**Consigne de travail 1:**
Dans le texte étudié sur la maternité, qu'est-ce qui a permis à C.J de sentir la maman dès le départ ?
**Consigne de travail 2:**
Reprenez le texte étudié sur la maternité et prolongez-le à partir de sa dernière phrase.

Cette distinction peut nous interroger: quel a été mon modèle de mère ? S’est-elle autorisé à être pleinement femme ? Quel rôle m’est facile ou au contraire plus difficile à adopter ?
En parallèle du développement de Clyde, à quel moment t’es-tu senti maman, mère, femme ?
C.J: J’ai senti la maman dès le départ avec la mise en place de l’allaitement. Puis le côté femme a voulu reprendre le dessus aidé par ma propre mère. Pour ma part, c’est passé par la symbolique des vêtements et la transition entre le port de mon bébé en écharpe et la poussette. J’ai pu réinvestir mon espace corporel et retrouver des petits temps pour moi.
Il me paraissait essentiel d’aborder la liberté pour se dé-culpabiliser. Les parents ne sont pas des supers-héros. Mais bien des personnes qui commettent des erreurs.

**Données affichées:**
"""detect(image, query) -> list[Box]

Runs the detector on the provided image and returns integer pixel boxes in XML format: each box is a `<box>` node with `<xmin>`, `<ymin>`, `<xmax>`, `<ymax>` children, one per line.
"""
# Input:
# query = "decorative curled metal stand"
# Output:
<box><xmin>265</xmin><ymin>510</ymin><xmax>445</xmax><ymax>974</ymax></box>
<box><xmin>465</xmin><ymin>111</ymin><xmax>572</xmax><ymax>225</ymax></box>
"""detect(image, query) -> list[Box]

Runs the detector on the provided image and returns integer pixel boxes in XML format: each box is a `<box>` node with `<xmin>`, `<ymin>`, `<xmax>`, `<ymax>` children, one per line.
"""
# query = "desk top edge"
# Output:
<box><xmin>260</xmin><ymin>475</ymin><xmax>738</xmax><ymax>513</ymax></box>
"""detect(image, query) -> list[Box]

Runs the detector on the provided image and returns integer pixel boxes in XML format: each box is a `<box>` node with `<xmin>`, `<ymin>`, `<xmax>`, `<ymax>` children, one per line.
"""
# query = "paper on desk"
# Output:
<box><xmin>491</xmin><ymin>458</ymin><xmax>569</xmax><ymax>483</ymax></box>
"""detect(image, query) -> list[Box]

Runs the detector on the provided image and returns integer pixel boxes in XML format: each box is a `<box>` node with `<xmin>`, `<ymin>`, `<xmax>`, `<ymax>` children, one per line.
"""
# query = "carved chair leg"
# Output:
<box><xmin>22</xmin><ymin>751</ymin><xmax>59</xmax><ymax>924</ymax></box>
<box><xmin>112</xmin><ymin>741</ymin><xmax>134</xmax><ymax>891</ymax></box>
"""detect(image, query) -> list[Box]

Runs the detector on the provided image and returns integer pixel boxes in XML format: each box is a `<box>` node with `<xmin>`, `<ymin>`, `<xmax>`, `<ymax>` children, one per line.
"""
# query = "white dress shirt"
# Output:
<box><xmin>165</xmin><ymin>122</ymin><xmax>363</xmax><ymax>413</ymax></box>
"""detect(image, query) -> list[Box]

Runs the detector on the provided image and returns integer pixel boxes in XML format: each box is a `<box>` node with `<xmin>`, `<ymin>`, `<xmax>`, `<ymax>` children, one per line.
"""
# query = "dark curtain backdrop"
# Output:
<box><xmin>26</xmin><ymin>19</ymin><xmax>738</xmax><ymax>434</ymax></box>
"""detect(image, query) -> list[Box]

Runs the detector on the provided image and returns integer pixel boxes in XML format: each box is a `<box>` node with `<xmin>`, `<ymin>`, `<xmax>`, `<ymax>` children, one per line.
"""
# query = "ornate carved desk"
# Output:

==

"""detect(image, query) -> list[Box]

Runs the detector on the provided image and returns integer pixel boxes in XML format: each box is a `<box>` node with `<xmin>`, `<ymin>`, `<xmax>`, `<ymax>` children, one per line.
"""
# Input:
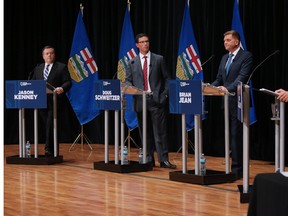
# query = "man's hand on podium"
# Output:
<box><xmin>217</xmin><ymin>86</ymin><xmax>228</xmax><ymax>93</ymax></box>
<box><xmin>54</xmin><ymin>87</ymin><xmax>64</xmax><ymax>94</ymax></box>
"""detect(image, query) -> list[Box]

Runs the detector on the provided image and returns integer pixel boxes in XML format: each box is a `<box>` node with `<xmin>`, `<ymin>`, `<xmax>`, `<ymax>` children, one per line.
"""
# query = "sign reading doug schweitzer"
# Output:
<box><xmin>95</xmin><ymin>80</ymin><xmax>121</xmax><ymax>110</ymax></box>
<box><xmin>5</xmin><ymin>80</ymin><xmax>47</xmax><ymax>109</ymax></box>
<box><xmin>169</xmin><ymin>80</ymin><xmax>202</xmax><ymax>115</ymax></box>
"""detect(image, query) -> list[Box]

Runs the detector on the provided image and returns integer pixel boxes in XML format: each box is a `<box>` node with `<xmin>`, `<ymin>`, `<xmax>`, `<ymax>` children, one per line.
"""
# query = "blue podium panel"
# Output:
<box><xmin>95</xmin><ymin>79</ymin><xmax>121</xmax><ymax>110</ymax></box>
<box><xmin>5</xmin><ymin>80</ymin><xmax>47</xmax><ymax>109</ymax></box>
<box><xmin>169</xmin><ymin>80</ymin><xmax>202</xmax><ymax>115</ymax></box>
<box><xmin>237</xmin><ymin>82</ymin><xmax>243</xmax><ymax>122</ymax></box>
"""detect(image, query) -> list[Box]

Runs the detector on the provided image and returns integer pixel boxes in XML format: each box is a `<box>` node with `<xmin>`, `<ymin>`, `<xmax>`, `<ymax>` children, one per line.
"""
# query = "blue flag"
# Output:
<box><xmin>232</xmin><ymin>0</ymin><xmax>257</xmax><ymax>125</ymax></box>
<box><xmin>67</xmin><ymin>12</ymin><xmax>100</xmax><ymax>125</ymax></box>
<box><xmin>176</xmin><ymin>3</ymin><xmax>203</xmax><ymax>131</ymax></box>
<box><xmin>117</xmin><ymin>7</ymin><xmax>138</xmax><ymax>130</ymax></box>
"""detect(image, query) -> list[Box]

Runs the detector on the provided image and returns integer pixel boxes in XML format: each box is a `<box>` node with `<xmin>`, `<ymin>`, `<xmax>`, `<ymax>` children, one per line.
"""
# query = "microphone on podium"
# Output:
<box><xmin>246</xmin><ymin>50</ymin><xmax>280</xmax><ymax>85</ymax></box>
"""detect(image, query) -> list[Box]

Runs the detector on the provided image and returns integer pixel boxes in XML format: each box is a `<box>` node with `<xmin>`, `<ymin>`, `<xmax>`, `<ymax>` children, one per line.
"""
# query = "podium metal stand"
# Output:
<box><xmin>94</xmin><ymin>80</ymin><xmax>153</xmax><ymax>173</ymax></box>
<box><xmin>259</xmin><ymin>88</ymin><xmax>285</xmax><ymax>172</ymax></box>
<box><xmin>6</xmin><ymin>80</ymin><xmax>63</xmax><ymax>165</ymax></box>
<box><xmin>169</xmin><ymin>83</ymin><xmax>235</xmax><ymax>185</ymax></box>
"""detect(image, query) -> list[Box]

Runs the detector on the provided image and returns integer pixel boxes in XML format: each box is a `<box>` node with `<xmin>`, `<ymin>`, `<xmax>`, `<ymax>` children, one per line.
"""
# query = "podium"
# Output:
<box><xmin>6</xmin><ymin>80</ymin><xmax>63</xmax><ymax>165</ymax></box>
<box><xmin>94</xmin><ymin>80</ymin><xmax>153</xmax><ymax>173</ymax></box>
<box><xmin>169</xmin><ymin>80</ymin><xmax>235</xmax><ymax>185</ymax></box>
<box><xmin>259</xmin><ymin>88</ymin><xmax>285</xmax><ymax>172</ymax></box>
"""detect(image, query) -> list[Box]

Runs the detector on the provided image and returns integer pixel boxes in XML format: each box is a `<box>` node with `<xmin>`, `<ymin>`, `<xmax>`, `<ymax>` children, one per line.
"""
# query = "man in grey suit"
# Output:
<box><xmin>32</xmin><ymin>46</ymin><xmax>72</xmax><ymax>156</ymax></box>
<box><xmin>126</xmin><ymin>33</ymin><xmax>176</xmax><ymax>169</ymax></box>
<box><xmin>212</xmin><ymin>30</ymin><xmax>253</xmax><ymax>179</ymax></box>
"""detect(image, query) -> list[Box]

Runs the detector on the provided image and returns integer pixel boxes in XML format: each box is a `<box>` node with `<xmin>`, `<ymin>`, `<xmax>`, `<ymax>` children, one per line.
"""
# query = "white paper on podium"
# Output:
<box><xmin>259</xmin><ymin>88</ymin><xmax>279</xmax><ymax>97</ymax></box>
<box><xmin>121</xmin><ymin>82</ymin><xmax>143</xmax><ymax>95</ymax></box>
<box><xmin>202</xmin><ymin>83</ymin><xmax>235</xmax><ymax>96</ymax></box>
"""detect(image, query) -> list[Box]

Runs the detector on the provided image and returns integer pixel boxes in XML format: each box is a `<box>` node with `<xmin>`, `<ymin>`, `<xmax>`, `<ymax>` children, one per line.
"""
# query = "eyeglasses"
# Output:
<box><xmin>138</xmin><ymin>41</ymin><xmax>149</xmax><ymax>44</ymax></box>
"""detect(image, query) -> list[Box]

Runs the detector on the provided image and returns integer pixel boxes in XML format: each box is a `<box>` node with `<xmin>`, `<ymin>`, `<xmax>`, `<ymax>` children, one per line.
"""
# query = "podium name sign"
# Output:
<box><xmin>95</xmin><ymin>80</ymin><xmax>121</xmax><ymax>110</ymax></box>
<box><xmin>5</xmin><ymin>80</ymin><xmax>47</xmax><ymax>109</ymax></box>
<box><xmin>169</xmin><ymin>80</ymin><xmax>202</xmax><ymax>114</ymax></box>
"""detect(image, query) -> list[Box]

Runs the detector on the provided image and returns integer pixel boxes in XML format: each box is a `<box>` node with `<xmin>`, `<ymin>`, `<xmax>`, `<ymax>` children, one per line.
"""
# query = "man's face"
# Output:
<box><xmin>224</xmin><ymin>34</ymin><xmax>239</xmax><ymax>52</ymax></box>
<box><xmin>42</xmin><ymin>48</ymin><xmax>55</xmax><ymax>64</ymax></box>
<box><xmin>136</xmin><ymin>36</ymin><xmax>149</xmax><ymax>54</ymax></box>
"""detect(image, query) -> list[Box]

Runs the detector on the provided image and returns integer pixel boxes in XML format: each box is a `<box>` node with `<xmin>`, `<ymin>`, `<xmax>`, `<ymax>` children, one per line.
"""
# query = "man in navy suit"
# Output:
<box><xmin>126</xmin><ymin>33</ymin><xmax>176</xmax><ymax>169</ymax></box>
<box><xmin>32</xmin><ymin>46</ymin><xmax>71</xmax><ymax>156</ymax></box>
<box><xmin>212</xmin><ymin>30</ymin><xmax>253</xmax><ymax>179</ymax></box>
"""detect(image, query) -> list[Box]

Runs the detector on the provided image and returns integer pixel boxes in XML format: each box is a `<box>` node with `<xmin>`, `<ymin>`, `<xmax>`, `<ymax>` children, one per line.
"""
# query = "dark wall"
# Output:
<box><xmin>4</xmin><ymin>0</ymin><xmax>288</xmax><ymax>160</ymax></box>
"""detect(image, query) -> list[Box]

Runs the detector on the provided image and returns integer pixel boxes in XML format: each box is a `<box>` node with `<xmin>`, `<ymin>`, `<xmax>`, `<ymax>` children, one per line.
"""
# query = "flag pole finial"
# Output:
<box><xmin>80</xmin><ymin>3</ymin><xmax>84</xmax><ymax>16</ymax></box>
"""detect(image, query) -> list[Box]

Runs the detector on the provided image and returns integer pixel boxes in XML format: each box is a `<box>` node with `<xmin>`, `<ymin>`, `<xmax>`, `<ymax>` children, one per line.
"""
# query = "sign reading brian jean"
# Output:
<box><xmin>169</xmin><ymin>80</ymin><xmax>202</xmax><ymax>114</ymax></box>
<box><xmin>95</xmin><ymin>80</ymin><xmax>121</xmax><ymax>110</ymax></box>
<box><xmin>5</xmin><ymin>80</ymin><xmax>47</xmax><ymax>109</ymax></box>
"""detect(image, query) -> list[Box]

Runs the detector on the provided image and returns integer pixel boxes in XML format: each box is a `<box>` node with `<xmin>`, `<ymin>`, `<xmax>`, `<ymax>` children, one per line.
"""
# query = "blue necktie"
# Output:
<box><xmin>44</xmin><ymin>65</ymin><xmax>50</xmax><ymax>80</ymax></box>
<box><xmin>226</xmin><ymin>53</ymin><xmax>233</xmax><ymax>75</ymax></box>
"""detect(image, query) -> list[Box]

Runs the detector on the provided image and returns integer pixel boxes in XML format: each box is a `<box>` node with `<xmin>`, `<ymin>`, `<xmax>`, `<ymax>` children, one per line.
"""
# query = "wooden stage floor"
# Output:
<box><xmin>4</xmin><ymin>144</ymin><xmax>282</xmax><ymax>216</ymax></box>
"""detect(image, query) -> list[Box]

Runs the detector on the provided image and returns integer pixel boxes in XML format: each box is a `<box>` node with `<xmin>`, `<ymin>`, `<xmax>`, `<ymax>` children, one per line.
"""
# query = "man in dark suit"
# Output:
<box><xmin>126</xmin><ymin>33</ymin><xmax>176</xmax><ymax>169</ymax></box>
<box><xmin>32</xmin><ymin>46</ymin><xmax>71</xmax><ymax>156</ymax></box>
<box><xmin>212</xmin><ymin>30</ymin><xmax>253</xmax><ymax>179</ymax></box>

**Réponse 1:**
La mise en place de l'allaitement.

**Réponse 2:**
Commençons par la liberté de choix ou plutôt le fait d’oser être libre dans ses choix. C’est à dire les exposer clairement, les affirmer, et les respecter sans crainte que l’on me juge.
La liberté émotionnelle concerne ici nos limites personnelles en tant que parents. Souvent notre limite est fixé par nos propres sentiments. Tous les jours, en fonction de nos enfants, et de la situation nos sentiments changent. Accepter d’être imparfaits et être inconstants. Nous ne sommes pas toujours affectueux, réceptifs, ou tolérants avec nos enfants. Nous avons tous notre zone d’acceptation et d’inacceptation.
Comment gères-tu tes émotions et ta disponibilité avec ton bébé ?
C.J: Pour ceux qui me connaissent j’ai des humeurs changeantes.
Aussi, nous avons un bébé qui dors seulement depuis trois jours. Il a donc fait ses nuits à 17 mois. Alors il y a certains matins on se réveille à l’envers et va bien falloir gérer ses émotions pour protéger Clyde. Ma solution c’est de ritualiser au maximum du matin au soir. J’essaye de pas lâcher en faisant du mieux que je peux. J’aime bien mon mantra : les re« pères » - « mères »veilleux !
Avant d’avoir un enfant quelles étaient tes idées et représentations de la maternité, et depuis l’arrivée de Clyde ont-elles changées ?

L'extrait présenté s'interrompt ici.